“Anyone who loves his life loses it; anyone who hates his life in this world will keep it for the eternal life.”
What can it mean to say that you, and I, must “hate [our lives] in this world”?
Well, the first thing to make clear, I think, is that we are not being asked to hate ourselves, but rather our lives in this world. But perhaps this merely kicks the can down the road, as it were. Because we are then forced to wonder in what way are we ourselves, and our lives in this world, able to be separated?
Surely, hating our lives is no different from hating ourselves. Our life in this world is all we’ve got, after all.
I want to suggest two ways in which we might be able to think and talk about ‘hating our lives in this world’ which do not mean that we must end up hating ourselves.
And this is important, because hating ourselves is not a good thing!
The second part of the great commandment, that commandment on which, Jesus told us, hang all the law and the prophets, is that we should love our neighbours as ourselves.
This is a truly profound insight into the nature of what human beings are like. If we hate ourselves, we will inevitably end up hating our neighbours as well. We cannot love our neighbours if we do not first love ourselves.
So, let me repeat the question.
How can we hate our lives, without hating ourselves?
The first of my two possible answers grows directly out of today’s gospel reading. But in order to see it, we have to understand something about the context in which Jesus was speaking.
Jesus has arrived in Jerusalem for the feast of the Passover. This is the high point of the year for Jewish believers, and our gospel reading today opens with the request of “some Greeks” to see Jesus.
But these are Greeks who, although not Hebrews, are religious Jews in the sense that they follow the Jewish religion, and that is why they have also come to Jerusalem for the festival.
And so Jesus is talking to “the Jews” when he speaks about losing the life that we love.
And the life that the Jews in general, and the scribes and the Pharisees in particular, loved so much was their life as Jews, their laws as handed to them by Moses, their traditions, and their conviction that they were special.
The chosen people of God. Exclusive. Pure. Unique.
And suddenly, here is the man who claims to be the pinnacle of Jewish history, the one they have been anticipating all these years. The Messiah.

*SUPPLIED DATA*
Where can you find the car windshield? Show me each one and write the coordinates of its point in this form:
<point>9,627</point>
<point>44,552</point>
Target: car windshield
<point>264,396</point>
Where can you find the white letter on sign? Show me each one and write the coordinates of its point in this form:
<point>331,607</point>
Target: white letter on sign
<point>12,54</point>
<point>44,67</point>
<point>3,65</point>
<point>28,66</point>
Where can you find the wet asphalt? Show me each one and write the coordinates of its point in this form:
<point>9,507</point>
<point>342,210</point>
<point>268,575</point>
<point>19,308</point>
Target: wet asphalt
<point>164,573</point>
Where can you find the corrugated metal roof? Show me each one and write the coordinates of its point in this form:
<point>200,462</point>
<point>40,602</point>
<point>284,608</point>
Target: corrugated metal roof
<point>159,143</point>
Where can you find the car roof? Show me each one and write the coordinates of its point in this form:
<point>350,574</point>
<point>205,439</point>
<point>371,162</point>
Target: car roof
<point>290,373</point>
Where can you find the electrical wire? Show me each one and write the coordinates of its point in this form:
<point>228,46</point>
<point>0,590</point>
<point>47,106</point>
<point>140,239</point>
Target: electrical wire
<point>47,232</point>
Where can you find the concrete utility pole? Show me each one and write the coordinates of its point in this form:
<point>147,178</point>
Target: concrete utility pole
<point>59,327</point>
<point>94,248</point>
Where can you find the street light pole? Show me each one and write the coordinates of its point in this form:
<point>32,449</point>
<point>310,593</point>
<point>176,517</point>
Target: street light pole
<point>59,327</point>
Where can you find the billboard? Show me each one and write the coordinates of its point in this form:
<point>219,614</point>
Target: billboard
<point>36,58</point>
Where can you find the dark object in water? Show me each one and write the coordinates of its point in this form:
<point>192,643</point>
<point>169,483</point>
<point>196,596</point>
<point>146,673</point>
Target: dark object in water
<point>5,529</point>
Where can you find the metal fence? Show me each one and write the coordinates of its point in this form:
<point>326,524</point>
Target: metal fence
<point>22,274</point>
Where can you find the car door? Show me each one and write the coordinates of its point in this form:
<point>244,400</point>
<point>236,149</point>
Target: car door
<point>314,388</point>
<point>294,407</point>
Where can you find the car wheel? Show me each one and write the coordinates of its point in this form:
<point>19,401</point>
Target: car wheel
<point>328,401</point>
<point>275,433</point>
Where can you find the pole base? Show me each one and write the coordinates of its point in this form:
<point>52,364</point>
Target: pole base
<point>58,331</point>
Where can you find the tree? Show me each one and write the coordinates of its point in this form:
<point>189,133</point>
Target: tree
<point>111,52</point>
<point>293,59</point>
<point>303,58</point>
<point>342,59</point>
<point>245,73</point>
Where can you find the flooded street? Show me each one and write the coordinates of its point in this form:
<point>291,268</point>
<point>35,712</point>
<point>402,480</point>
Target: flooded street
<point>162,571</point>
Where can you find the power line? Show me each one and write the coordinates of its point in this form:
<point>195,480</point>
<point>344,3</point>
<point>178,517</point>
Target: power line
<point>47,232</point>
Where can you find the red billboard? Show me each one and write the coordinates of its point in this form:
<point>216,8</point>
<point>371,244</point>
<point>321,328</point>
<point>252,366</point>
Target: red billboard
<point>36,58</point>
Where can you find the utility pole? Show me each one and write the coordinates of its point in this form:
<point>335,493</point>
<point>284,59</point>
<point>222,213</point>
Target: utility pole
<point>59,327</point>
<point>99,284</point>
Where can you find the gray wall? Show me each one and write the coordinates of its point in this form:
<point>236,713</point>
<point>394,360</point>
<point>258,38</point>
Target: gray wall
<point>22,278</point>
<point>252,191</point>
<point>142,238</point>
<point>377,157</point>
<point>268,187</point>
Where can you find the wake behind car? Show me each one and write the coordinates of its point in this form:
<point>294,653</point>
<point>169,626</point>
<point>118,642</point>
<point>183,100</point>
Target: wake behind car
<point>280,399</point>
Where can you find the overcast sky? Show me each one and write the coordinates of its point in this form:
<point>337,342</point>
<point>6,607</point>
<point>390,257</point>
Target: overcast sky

*EXERCISE INSTRUCTIONS*
Can you rewrite the part of the sermon passage that opens with the words containing "So, let me repeat" and closes with "for the festival.", putting "Pesach" in place of "Passover"?

*THE OUTPUT*
So, let me repeat the question.
How can we hate our lives, without hating ourselves?
The first of my two possible answers grows directly out of today’s gospel reading. But in order to see it, we have to understand something about the context in which Jesus was speaking.
Jesus has arrived in Jerusalem for the feast of the Pesach. This is the high point of the year for Jewish believers, and our gospel reading today opens with the request of “some Greeks” to see Jesus.
But these are Greeks who, although not Hebrews, are religious Jews in the sense that they follow the Jewish religion, and that is why they have also come to Jerusalem for the festival.